• Objective: Extract the rows below verbatim, starting at the line that contains "Where can the foreground" and ending at the line that contains "point(428, 510)", with both of those lines included.

• Stored dataset rows:
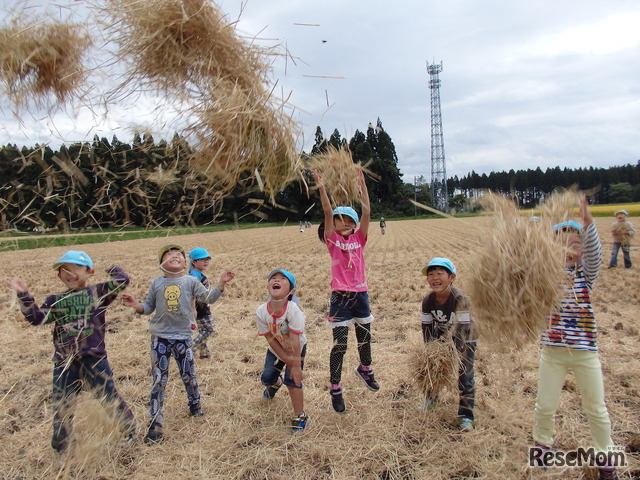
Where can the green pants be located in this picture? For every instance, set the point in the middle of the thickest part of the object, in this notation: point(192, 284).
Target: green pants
point(555, 363)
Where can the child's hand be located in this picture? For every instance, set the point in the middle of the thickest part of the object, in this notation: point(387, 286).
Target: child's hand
point(17, 284)
point(587, 218)
point(227, 277)
point(129, 300)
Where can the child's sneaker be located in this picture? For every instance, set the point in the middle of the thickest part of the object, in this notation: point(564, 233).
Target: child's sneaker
point(61, 457)
point(270, 391)
point(154, 434)
point(336, 400)
point(299, 423)
point(195, 410)
point(465, 424)
point(128, 438)
point(367, 379)
point(607, 473)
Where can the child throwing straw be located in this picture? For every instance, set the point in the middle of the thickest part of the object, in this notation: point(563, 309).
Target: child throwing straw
point(622, 231)
point(281, 323)
point(349, 302)
point(80, 357)
point(171, 296)
point(570, 342)
point(444, 308)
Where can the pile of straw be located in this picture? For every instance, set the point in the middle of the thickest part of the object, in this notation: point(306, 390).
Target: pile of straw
point(434, 366)
point(560, 206)
point(187, 49)
point(241, 136)
point(179, 44)
point(338, 175)
point(42, 61)
point(518, 272)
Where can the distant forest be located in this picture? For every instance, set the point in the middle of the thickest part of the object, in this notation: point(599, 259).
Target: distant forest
point(111, 184)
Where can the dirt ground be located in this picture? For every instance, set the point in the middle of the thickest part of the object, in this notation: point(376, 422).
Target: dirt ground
point(381, 435)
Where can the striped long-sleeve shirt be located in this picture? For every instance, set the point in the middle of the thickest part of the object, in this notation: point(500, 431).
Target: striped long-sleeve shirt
point(574, 325)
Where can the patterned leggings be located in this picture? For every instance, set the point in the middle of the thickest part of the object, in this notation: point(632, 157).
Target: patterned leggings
point(161, 351)
point(340, 339)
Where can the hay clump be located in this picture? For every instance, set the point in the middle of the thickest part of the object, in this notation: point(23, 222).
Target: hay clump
point(42, 60)
point(434, 366)
point(338, 174)
point(242, 137)
point(187, 49)
point(518, 273)
point(176, 44)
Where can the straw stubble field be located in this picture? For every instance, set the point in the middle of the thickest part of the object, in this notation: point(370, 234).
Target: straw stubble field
point(381, 436)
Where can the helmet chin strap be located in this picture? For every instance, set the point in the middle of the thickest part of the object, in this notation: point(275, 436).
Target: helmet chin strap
point(170, 272)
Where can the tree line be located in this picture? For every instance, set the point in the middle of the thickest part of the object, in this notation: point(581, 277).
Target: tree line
point(112, 184)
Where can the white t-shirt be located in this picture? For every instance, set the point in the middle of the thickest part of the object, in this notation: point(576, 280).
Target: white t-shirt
point(290, 321)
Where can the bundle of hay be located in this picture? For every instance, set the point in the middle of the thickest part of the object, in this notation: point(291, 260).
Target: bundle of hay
point(434, 366)
point(518, 272)
point(338, 174)
point(42, 61)
point(187, 49)
point(241, 136)
point(181, 44)
point(560, 205)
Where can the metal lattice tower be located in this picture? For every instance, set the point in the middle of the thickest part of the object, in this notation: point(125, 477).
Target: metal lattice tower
point(438, 165)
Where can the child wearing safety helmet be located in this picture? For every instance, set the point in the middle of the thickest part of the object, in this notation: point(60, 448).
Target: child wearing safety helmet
point(443, 309)
point(349, 304)
point(80, 355)
point(171, 296)
point(570, 343)
point(281, 323)
point(200, 259)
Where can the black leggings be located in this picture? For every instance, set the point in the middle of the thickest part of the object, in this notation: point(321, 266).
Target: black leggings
point(340, 339)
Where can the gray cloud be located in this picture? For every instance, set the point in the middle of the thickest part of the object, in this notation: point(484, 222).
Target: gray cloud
point(524, 84)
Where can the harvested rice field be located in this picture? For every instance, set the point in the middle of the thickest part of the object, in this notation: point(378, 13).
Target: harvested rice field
point(381, 435)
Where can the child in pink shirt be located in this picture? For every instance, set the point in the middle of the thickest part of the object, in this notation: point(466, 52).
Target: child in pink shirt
point(349, 303)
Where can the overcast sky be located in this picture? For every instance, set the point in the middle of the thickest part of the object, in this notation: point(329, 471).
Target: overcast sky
point(523, 84)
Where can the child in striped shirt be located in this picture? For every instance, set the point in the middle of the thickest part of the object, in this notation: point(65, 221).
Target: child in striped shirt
point(570, 342)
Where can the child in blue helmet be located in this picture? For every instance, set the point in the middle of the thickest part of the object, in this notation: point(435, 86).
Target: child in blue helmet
point(80, 356)
point(444, 308)
point(349, 303)
point(200, 259)
point(281, 323)
point(171, 297)
point(570, 343)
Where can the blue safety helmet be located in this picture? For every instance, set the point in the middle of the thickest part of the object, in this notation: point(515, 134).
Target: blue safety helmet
point(77, 257)
point(289, 275)
point(348, 211)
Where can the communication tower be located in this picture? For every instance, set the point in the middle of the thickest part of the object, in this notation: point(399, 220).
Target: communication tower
point(438, 166)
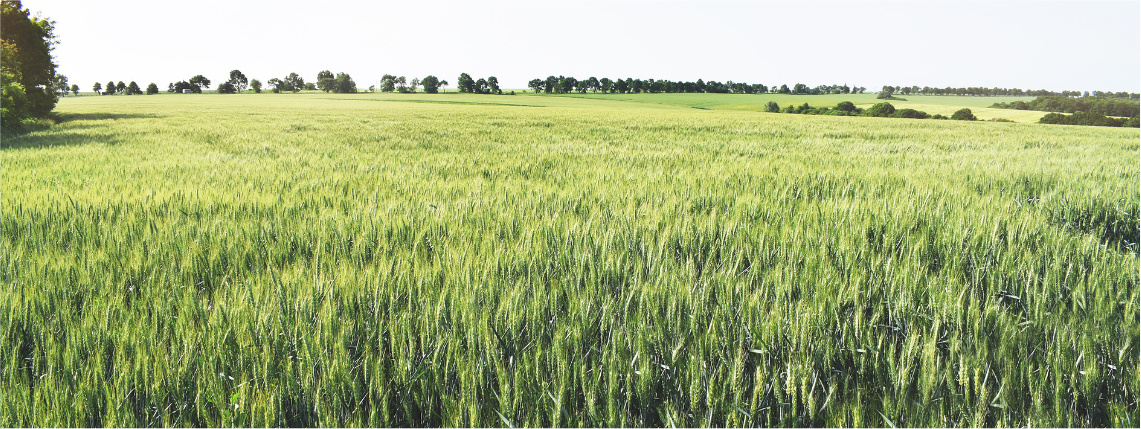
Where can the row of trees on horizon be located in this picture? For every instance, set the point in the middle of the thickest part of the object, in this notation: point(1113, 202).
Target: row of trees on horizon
point(342, 83)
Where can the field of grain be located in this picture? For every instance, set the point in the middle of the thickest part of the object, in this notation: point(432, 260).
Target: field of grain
point(482, 260)
point(944, 105)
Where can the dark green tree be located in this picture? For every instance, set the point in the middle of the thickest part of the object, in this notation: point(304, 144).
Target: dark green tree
point(201, 81)
point(388, 83)
point(846, 106)
point(963, 114)
point(431, 83)
point(237, 79)
point(293, 82)
point(466, 83)
point(881, 110)
point(227, 88)
point(326, 81)
point(345, 83)
point(493, 86)
point(26, 65)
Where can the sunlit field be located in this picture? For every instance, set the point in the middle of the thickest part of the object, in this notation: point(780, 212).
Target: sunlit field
point(536, 260)
point(944, 105)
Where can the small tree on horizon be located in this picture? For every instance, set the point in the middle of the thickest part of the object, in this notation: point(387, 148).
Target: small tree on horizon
point(237, 79)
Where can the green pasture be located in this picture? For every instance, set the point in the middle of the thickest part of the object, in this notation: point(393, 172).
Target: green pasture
point(944, 105)
point(533, 260)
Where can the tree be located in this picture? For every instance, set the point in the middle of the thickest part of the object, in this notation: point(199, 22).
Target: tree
point(963, 114)
point(201, 81)
point(326, 81)
point(846, 106)
point(61, 85)
point(293, 82)
point(388, 83)
point(466, 83)
point(277, 85)
point(345, 83)
point(493, 85)
point(227, 88)
point(26, 66)
point(237, 79)
point(431, 83)
point(887, 92)
point(881, 110)
point(183, 86)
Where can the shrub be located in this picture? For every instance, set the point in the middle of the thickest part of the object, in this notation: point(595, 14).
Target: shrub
point(226, 88)
point(911, 113)
point(846, 106)
point(963, 114)
point(881, 110)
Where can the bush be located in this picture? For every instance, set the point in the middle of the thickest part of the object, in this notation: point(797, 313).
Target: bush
point(1085, 119)
point(963, 114)
point(846, 106)
point(226, 88)
point(911, 113)
point(881, 110)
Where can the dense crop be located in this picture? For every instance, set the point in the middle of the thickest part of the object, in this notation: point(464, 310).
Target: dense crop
point(339, 260)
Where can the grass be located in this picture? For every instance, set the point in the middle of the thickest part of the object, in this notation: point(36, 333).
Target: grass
point(310, 259)
point(944, 105)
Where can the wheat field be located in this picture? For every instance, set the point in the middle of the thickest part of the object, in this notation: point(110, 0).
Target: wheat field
point(495, 260)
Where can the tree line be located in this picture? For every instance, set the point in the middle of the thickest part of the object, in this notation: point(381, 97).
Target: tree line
point(880, 110)
point(981, 91)
point(568, 85)
point(1102, 105)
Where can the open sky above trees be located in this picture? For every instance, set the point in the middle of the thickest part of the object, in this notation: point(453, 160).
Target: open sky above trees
point(1082, 46)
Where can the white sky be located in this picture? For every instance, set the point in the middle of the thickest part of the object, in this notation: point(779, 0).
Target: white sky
point(1051, 45)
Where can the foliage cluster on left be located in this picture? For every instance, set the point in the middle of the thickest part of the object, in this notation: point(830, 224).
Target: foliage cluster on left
point(26, 66)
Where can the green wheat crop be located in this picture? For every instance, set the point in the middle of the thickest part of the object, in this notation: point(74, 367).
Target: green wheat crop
point(396, 260)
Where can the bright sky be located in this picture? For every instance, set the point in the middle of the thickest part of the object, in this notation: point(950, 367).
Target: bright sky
point(1040, 45)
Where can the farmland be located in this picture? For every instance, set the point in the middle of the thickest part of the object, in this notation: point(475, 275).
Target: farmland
point(545, 260)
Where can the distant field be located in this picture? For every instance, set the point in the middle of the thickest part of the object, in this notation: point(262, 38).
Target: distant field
point(533, 260)
point(944, 105)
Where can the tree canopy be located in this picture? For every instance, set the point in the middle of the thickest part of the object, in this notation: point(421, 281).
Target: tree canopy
point(27, 72)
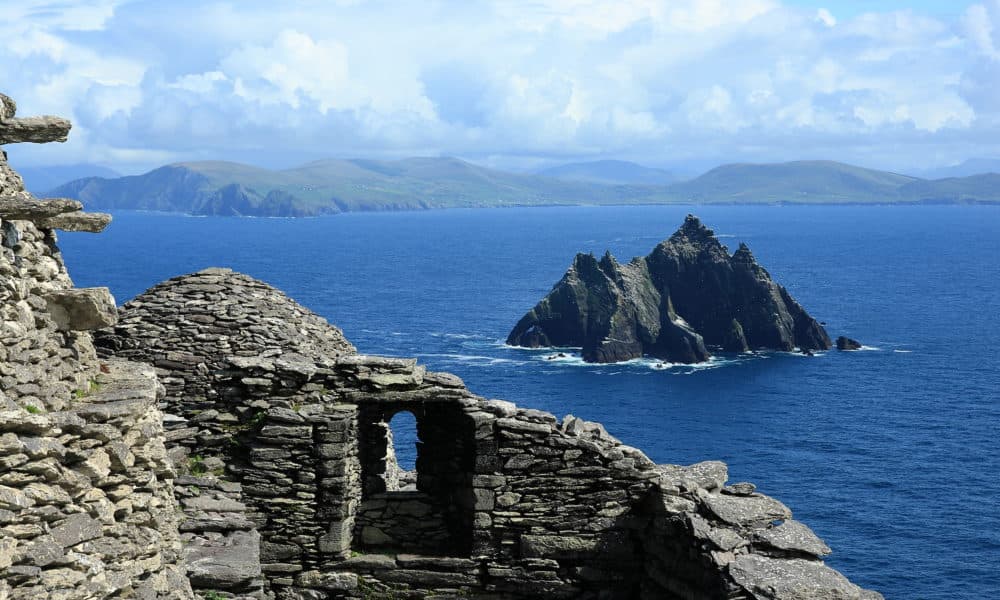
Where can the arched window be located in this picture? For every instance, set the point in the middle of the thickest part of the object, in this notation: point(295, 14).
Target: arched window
point(402, 445)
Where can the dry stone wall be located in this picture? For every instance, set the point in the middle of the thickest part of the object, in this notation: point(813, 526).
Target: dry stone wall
point(86, 502)
point(289, 487)
point(508, 502)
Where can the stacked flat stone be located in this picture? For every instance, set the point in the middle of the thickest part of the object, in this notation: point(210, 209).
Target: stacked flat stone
point(508, 502)
point(86, 501)
point(226, 314)
point(45, 350)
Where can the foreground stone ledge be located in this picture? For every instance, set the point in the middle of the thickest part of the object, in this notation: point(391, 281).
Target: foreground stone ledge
point(22, 207)
point(33, 129)
point(81, 221)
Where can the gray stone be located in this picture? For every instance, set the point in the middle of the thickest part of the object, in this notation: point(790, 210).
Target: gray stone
point(80, 221)
point(747, 511)
point(233, 563)
point(82, 309)
point(33, 129)
point(793, 536)
point(793, 579)
point(75, 529)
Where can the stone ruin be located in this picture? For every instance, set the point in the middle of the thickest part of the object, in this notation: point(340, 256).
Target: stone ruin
point(225, 442)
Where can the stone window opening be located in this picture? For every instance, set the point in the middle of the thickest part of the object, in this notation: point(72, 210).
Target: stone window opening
point(402, 446)
point(428, 510)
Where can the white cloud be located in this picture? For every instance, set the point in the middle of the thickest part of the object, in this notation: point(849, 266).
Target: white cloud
point(824, 17)
point(515, 81)
point(980, 23)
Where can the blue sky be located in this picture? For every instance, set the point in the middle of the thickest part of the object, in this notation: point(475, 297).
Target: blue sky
point(508, 83)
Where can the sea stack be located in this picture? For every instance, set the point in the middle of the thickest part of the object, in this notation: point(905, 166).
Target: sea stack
point(687, 296)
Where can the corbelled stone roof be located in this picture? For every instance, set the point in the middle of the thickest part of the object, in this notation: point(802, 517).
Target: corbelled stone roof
point(193, 324)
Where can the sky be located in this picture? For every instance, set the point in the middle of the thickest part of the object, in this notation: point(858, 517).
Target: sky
point(514, 84)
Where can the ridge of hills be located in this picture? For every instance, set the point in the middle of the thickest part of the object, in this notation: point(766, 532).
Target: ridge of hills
point(340, 185)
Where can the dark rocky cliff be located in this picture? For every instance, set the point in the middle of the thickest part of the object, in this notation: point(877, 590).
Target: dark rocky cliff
point(686, 296)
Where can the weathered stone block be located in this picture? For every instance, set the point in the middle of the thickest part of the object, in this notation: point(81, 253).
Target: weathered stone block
point(82, 309)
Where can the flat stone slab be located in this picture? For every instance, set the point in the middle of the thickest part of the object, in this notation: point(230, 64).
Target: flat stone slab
point(229, 564)
point(793, 536)
point(794, 579)
point(745, 511)
point(82, 309)
point(22, 207)
point(77, 221)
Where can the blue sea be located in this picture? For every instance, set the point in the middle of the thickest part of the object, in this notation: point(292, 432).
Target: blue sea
point(890, 454)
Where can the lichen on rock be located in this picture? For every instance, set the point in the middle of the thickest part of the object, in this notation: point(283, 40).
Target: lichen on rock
point(686, 297)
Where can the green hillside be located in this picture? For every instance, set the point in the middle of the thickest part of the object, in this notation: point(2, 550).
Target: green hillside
point(332, 186)
point(804, 182)
point(609, 172)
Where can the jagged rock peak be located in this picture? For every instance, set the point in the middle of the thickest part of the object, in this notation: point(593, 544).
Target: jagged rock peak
point(687, 295)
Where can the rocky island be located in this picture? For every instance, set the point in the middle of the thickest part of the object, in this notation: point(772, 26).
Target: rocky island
point(686, 297)
point(214, 439)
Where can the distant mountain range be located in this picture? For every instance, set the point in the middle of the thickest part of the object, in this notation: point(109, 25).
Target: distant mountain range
point(332, 186)
point(609, 172)
point(39, 180)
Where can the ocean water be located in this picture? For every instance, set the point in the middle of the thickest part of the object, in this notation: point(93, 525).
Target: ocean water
point(890, 454)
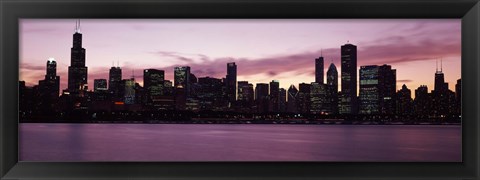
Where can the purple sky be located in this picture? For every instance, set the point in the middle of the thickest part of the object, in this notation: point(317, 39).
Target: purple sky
point(263, 50)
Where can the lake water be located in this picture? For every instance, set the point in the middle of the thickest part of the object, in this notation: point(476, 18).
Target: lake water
point(238, 142)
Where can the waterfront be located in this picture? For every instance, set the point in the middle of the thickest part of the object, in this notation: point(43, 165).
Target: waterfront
point(239, 142)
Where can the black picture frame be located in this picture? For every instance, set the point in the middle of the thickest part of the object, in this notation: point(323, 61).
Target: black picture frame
point(11, 11)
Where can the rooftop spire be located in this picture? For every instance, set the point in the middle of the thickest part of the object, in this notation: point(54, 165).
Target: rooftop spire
point(77, 26)
point(441, 65)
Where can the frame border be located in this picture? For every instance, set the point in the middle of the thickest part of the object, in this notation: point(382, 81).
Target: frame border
point(11, 11)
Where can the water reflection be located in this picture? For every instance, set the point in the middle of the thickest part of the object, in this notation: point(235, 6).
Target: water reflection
point(170, 142)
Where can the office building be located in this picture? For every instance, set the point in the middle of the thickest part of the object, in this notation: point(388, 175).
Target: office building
point(348, 100)
point(77, 71)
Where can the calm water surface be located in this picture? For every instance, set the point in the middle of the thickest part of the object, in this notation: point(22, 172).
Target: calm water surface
point(247, 142)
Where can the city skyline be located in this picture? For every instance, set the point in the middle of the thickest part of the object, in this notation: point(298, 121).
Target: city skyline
point(31, 72)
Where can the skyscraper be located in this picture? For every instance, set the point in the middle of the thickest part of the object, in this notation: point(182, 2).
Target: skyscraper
point(387, 90)
point(377, 89)
point(49, 88)
point(114, 81)
point(404, 101)
point(332, 88)
point(261, 97)
point(153, 82)
point(348, 100)
point(182, 78)
point(99, 85)
point(129, 91)
point(369, 90)
point(282, 100)
point(319, 70)
point(292, 95)
point(422, 101)
point(245, 95)
point(303, 97)
point(77, 71)
point(441, 94)
point(181, 86)
point(318, 99)
point(274, 95)
point(231, 82)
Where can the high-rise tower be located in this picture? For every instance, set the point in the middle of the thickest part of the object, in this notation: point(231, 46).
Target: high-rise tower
point(231, 83)
point(332, 88)
point(77, 71)
point(348, 101)
point(319, 70)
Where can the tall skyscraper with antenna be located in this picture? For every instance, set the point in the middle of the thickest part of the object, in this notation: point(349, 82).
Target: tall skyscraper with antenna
point(319, 69)
point(77, 71)
point(440, 85)
point(348, 100)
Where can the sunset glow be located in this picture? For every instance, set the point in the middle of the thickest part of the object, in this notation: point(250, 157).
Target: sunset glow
point(264, 50)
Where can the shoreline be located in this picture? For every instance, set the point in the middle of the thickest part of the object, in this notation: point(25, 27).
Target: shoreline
point(250, 122)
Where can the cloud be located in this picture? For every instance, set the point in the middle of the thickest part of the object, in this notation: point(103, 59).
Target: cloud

• Full output:
Where can the foreground stone ledge be located in this picture? For every instance, set the point in the middle of the thickest part of the object, in this notation: point(391, 281).
Target: foreground stone ledge
point(22, 207)
point(33, 129)
point(81, 221)
Where can the gray stone be located in this picture? For every instance, set the point in the middle of the thickest part of the object, in this notation: point(790, 210).
Target: gray stone
point(80, 221)
point(747, 511)
point(233, 563)
point(82, 309)
point(33, 129)
point(793, 536)
point(793, 579)
point(75, 529)
Where can the stone ruin be located in this picture? For every instance, set the point in the middle of the thickest part of the object, in this notation: point(340, 256).
Target: stone ruin
point(225, 442)
Where can the stone window opening be located in this picture? For every instance, set the point in the middle of the thickest part of the object, in this notation: point(72, 210).
Target: stone window opening
point(402, 446)
point(428, 510)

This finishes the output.